Instructions to follow
Restate the following data in its entirety, word for word and without images.

Available data
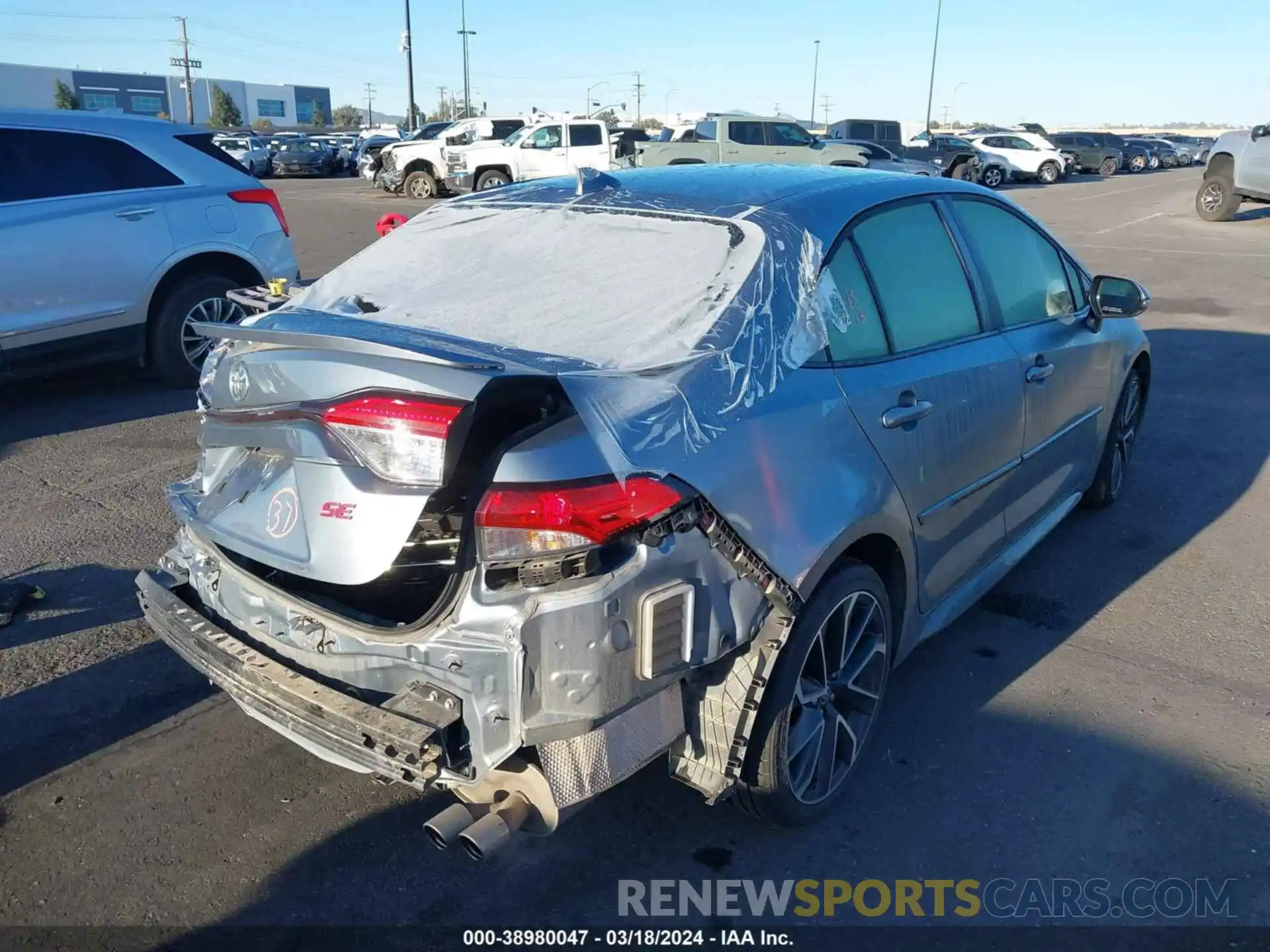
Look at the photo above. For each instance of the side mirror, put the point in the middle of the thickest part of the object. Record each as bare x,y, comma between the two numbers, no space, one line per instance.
1118,298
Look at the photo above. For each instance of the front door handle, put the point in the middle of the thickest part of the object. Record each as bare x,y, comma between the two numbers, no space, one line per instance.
907,413
1035,375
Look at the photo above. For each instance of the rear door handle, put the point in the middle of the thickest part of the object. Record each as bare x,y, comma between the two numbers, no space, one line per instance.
1035,375
907,413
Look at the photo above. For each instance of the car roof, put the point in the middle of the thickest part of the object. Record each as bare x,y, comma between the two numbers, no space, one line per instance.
821,198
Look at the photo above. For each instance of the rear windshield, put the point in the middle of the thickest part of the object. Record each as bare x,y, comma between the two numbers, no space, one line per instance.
536,300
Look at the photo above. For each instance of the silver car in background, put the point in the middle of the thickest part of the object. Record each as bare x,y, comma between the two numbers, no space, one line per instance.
882,159
117,234
460,521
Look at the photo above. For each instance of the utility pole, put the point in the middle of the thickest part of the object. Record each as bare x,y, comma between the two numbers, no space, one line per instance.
639,95
816,75
930,95
409,73
186,63
468,80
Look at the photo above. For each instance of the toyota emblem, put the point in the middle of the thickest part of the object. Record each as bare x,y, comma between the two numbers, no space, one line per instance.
239,382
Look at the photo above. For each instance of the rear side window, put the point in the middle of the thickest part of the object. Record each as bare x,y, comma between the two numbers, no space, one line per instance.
1024,270
586,135
45,164
921,285
849,309
747,134
202,143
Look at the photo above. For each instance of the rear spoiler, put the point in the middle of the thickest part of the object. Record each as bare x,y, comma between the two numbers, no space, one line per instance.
356,337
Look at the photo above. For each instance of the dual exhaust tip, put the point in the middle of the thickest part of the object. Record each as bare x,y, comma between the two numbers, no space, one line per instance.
479,837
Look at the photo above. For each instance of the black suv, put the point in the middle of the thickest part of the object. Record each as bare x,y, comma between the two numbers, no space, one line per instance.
1132,158
1090,157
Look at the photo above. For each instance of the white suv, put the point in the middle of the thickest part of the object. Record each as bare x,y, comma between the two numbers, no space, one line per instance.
1029,155
117,233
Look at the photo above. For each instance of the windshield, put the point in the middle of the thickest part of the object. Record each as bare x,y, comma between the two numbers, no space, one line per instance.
519,135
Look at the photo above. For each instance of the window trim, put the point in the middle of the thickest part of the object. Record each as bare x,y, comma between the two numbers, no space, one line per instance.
972,280
994,303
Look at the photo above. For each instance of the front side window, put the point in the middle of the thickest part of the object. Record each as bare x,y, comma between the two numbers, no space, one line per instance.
1024,270
85,165
99,100
849,309
546,138
921,285
786,134
747,134
586,134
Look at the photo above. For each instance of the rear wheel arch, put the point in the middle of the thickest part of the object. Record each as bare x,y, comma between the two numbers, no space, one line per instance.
880,550
1221,164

Reply
Look at the photo above. For each instance of the side mirror, put the point in the middle of the thickest part of the object. Record each as bare x,y, comma between the two numbers, no space, one line per instance.
1118,298
Look at the photo above. For each instance of the front door handle, put the point in the middle of the thickest part of the object. Record each as bare x,y, comma between the two numbers, no space, one line per instance.
907,413
1035,375
Look at the photo above. For each instance of the rear door handle, put the point in the middle of the thickest part of the object. Record each as bare x,y, comma between the two numbers, no space, one line per instance.
1035,375
907,413
Look at the photo above. For each instance of the car roof, put the point in the middle of the thickest part of the object. Record each as bare x,y, comma between the two numbers, no space, one line per instance.
821,198
Look at the photo above. For each instance of the rear windshield, put the point in the middle of the thickest part of the object. Record each as bare x,y, comma between the two numbers, no space, one line per instance.
536,300
Look at the photo above. For each instance of the silver car in background, put the point in the middle of the thickest part of the object. Record each as bare x,y, comma between the two numbers, no space, one line per instance.
882,159
117,234
460,521
Look at the photo above. For each instance of the utility pole, put the point in the middle of the thickest part of the object. Record each as bare x,y, comma between the two numbers, no space, one line per instance.
639,95
816,75
930,95
409,73
186,63
468,80
Look at the photo above. For each instance of the toyota emblem, put the point in the middle of the thickest part of the object. Record each as bare x,y, comma between the two numbers, no space, one line per instance.
239,382
Look at the photo above. For each instance of the rear side window, put the point in the middle of the thickest part of the object. Record each as bare x,y, comma between the two numbers, no space, one line per instance.
1024,270
586,135
45,164
921,285
849,309
747,134
202,143
Look at the photo above. For each instance of the rear spoiler, put the point in the middle of the thickest part of the object. Record each as bare x,y, comma between the two numbers, no space, one line per instance.
356,337
Look at the photo above. For each instance of the dual exhaust tip, put the point in the middle of the thickest part of the object. Record each as bare x,y, comma between the two numbers, no space, one line per instance.
479,837
Look at the photo above. For each instance of the black suv, put the point in the middle of the thickest part of the object. Record each as bare x,y, comma between the two numbers, no space, one line per instance.
1132,158
1090,157
Look at the photo above. For each instance of the white suv, put the point in the middle of the thickest part of the object. Record each as bare x,y, comma between the two numbers, no space, one line per instance.
1029,155
117,233
Look at the photo above. For each instance of the windshield, put the point in the middle of the thickest part of the object. Record each as bare x,y, comma between the two numbers, no space, one line per instance.
519,135
Look at the photo above. For each instance of the window trim, put the point in the middle of the thickest part of the object. Record each as bare x,y, comma between the two numbers, no space, one line per instance.
972,280
994,303
Look at the photo above. For each instance of the front side window, put the point in the middle of the thickest part of the object. Record each as bare x,y, comma between the two numbers, no space, one line per instance.
1024,270
85,165
99,100
849,309
546,138
921,285
786,134
747,134
586,134
Look at the photo above. For each instance of the rear wheel arch, put the point in the middle of the thickest part of the object. Record each as bare x,y, comma between the two numbers, no space, one line per instance.
880,550
1221,164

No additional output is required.